History & Exploration of the Libyan Desert

In ancient times, all large Egyptian oases, (with the possible exception of Farafra) were inhabited, and apparently supported a much larger population and cultivated area than today. The oases are filled with scattered remains of Ancient Egypt and Greco-Roman periods. However there is no evidence that outside the direct caravan routes to the oases, and areas close to the Nile valley, the ancients ventured anywhere in the deep desert.

In medieval times, until being closed by the Mahdi uprising in the Sudan, one of the major African trade routes crossed the eastern Libyan Desert, starting from the Darfur in the Sudan, and leapfrogging a series of small uninhabited oases in the south till reaching Kharga oasis, and terminating in Assiut in central Egypt. This road, the ‘Darb el Arbain’ (the forty days road) became infamous due to the main merchandise carried. Each year slave caravans started off with as much as 80 thousand unfortunates on the forty days march (not counting rest stops at oases), and usually no more than 20,000 reached Assiut, and the slave markets of the middle east. The mortality rate was similarly high among the beasts of burden, and to this day the route of the Darb el Arbain is marked with the white bones of camels, and the occasional human skeleton.

Except for the polar regions, the Libyan Desert remained one of the last large unexplored ‘blank spots’ by the early part of this century. Its exploration was limited by the endurance of camels, which can make a maximum of three hundred kilometres between wells, effectively limiting their range into the unknown to 150 km out of known water sources. In 1873 Gerhard Rohlfs, a German explorer, with backing from the Khedive of Egypt, ventured out from Dakhla to cross the Great Sand Sea to Kufra. However the dunes proved too formidable to his heavily laden camel caravan, and he was forced to turn north at a point he called "Regenfeld" on account of the rain shower experienced there. He continued in the valleys between the dunes till Siwa, and later reached Kufra from the North, as the first European (only to barely escape with his life due to the hostile reception). At the turn of the century the Englishman, Harding King made a series of camel journeys radiating from Dakhla and Farafra, but at the close of the first world war much of the interior of the Libyan desert was totally unknown, due to the lack of water, the impenetrable Sand Sea, and the hostility of the Kufra based Senussi to all outsiders.

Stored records
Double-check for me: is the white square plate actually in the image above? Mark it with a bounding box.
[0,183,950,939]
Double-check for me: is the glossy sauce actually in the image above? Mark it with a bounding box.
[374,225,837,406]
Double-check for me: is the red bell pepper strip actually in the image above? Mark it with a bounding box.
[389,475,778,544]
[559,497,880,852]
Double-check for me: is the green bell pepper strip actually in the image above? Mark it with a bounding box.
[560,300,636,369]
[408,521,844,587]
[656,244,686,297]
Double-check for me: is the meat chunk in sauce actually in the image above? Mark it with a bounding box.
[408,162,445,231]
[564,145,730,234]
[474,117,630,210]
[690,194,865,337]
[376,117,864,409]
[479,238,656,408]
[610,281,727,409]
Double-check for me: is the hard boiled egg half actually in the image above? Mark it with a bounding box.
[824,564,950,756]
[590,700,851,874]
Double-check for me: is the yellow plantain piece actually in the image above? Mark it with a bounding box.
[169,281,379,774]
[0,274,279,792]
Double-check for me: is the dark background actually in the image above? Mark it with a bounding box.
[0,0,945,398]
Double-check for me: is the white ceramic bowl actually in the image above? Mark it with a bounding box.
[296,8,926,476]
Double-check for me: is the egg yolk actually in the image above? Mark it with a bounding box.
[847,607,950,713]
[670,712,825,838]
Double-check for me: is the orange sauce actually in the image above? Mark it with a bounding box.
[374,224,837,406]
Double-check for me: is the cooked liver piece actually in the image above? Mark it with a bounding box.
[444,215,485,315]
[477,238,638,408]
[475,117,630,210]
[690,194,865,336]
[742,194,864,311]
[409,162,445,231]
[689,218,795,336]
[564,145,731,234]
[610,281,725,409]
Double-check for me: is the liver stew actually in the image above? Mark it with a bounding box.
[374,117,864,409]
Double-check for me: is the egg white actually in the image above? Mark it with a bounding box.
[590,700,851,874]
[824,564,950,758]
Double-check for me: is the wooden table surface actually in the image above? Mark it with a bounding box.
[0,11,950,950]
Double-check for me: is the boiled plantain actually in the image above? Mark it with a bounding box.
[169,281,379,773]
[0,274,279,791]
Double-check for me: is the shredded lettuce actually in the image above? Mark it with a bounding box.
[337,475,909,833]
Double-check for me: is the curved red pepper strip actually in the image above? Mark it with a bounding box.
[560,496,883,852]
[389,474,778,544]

PROBLEMS TO SOLVE:
(1) Answer these questions from the Libyan Desert text:
(a) Which Egyptian oasis is named as a possible exception to the ancient oases being inhabited?
(b) What does the name ‘Darb el Arbain’ mean?
(c) What did Gerhard Rohlfs call the point where he was forced to turn north?
(2) Write out the passage of the Libyan Desert text that opens with the words containing "In medieval times, until" and closes with "occasional human skeleton.".

SET OF ANSWERS:
(1)
(a) Farafra
(b) The forty days road
(c) "Regenfeld"

(2)
In medieval times, until being closed by the Mahdi uprising in the Sudan, one of the major African trade routes crossed the eastern Libyan Desert, starting from the Darfur in the Sudan, and leapfrogging a series of small uninhabited oases in the south till reaching Kharga oasis, and terminating in Assiut in central Egypt. This road, the ‘Darb el Arbain’ (the forty days road) became infamous due to the main merchandise carried. Each year slave caravans started off with as much as 80 thousand unfortunates on the forty days march (not counting rest stops at oases), and usually no more than 20,000 reached Assiut, and the slave markets of the middle east. The mortality rate was similarly high among the beasts of burden, and to this day the route of the Darb el Arbain is marked with the white bones of camels, and the occasional human skeleton.